**INSTRUCTION**
Please switch "wristband" to "armband" in the rows from the start through the line holding "column 435, row 98", both ends included, and write those lines out again with nothing else changed.

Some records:

-- -- --

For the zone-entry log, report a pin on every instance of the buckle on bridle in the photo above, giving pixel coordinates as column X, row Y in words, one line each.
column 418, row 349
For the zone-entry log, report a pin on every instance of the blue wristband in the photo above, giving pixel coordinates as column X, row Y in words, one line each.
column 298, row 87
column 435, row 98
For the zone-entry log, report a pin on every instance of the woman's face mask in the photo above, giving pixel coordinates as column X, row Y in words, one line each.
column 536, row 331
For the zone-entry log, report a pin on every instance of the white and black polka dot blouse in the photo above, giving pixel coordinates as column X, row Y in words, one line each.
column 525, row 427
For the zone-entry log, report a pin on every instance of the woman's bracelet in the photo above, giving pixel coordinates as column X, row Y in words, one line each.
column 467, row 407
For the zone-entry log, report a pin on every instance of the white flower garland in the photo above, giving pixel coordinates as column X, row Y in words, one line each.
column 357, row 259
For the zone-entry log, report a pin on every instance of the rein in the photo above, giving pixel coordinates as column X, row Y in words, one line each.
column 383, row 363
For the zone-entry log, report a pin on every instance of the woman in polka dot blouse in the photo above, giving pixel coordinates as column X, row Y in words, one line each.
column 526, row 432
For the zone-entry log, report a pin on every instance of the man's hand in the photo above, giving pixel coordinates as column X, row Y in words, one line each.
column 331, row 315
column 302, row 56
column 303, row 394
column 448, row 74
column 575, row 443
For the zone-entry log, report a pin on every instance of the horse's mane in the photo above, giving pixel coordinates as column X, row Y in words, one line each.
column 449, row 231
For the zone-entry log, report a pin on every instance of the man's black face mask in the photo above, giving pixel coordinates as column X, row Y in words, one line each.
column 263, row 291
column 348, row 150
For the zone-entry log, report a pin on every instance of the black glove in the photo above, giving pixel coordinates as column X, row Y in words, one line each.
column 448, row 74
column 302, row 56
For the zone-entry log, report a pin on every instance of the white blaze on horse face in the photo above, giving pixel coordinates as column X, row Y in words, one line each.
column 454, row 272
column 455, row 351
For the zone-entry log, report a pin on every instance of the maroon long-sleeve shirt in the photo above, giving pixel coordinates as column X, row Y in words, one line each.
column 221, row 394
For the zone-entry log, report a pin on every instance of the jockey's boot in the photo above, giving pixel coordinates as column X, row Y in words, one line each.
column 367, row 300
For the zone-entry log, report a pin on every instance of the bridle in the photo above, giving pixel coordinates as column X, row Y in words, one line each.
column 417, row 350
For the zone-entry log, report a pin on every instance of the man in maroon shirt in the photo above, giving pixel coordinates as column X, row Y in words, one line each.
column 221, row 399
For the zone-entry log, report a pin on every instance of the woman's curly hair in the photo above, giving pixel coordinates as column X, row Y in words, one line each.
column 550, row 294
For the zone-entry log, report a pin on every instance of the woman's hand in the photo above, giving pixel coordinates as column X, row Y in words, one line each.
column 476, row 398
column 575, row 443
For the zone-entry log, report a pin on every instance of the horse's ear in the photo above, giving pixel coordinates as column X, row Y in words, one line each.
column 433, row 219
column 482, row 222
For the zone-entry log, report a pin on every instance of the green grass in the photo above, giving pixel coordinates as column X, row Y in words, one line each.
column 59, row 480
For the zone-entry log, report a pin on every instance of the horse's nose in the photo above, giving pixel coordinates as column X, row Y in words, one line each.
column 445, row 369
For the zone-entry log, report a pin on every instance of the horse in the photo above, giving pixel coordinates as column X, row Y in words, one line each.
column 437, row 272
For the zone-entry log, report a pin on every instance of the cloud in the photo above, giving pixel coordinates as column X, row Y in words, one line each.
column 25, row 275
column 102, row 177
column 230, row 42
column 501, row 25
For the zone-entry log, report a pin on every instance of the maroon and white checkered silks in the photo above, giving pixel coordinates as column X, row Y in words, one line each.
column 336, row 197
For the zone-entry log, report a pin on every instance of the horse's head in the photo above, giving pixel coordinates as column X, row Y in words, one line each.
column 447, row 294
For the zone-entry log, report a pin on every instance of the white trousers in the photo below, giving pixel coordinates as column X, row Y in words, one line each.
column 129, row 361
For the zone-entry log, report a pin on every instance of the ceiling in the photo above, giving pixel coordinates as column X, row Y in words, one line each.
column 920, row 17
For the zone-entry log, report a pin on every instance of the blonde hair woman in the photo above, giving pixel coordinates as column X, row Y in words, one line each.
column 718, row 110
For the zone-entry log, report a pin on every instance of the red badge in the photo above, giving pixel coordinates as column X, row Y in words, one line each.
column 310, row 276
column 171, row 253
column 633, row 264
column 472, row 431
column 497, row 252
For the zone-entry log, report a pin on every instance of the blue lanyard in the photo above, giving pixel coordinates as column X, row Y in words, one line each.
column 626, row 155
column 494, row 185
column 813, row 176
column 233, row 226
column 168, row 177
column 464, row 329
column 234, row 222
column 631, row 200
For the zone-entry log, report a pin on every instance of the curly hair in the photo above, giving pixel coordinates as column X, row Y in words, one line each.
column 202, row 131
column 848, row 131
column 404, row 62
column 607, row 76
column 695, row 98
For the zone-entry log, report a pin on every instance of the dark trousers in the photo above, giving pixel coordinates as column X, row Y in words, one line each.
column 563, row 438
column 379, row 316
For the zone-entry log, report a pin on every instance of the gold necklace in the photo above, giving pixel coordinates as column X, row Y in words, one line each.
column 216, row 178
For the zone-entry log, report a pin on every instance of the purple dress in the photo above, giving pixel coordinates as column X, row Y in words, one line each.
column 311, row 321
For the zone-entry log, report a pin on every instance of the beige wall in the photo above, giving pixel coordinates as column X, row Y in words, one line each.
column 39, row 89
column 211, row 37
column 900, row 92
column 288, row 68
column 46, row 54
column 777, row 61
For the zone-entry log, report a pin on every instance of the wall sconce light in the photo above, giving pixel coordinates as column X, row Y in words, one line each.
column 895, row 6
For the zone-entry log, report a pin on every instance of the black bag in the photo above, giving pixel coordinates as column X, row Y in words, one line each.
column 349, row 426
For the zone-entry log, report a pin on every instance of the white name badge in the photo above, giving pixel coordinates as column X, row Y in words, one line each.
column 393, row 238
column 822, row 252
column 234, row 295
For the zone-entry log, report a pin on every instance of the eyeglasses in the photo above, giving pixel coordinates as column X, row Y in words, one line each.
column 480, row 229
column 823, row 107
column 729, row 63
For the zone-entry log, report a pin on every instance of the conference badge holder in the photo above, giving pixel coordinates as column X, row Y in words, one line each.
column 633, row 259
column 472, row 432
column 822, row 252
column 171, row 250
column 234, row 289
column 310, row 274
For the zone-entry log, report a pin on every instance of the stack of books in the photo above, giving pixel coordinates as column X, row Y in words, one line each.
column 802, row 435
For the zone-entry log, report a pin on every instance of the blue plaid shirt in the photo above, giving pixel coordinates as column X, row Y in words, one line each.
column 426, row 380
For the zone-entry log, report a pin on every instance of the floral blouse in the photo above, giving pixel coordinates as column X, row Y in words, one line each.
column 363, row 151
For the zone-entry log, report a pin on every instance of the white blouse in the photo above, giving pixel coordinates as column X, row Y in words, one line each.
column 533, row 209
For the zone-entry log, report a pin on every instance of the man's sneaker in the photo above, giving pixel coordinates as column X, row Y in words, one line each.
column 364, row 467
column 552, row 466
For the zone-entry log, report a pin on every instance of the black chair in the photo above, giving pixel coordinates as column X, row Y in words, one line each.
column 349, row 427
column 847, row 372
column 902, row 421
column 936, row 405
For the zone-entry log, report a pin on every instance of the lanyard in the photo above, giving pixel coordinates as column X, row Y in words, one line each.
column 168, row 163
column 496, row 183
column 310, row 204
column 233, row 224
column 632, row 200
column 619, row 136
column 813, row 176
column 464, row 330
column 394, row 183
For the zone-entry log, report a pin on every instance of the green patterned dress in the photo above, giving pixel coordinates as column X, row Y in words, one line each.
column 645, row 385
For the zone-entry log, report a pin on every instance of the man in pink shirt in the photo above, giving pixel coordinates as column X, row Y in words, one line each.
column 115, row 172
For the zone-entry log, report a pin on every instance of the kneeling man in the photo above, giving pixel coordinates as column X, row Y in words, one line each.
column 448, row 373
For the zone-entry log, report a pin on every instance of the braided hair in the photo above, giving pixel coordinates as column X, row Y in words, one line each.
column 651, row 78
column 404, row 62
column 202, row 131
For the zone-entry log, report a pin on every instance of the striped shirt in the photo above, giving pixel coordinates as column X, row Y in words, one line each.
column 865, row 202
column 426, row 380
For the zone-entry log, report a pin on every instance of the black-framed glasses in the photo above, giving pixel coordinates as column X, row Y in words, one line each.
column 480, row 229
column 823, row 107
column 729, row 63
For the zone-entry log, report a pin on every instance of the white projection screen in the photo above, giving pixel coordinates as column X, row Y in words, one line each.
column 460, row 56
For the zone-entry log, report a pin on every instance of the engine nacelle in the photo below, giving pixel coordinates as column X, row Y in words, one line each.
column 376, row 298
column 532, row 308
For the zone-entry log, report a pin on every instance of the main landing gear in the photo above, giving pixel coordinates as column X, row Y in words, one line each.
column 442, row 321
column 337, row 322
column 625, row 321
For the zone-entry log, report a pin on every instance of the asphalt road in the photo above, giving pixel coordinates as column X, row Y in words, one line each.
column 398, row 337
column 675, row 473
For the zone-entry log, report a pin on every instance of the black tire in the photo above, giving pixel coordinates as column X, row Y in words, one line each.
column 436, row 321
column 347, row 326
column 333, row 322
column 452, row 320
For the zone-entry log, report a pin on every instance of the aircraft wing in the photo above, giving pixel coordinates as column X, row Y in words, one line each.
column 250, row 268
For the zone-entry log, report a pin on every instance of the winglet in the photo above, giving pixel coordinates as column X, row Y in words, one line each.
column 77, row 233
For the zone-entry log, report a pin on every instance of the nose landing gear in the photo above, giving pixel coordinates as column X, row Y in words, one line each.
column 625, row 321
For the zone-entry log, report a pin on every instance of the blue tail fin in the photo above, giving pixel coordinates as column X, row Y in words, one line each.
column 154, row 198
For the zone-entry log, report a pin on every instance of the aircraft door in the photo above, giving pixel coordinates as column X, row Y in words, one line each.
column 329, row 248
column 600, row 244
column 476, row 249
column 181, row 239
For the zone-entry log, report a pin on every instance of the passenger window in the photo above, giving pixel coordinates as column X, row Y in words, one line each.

-- -- --

**SOLVED PROBLEM**
For the zone-entry log, report a pin on every instance of the buckle on bridle in the photo above, giving pixel coordinates as column X, row Y in words, one line each.
column 418, row 349
For the zone-entry log, report a pin on every instance of the blue armband in the photo above, giving pixel coordinates as column X, row Y in words, one line each.
column 298, row 87
column 435, row 98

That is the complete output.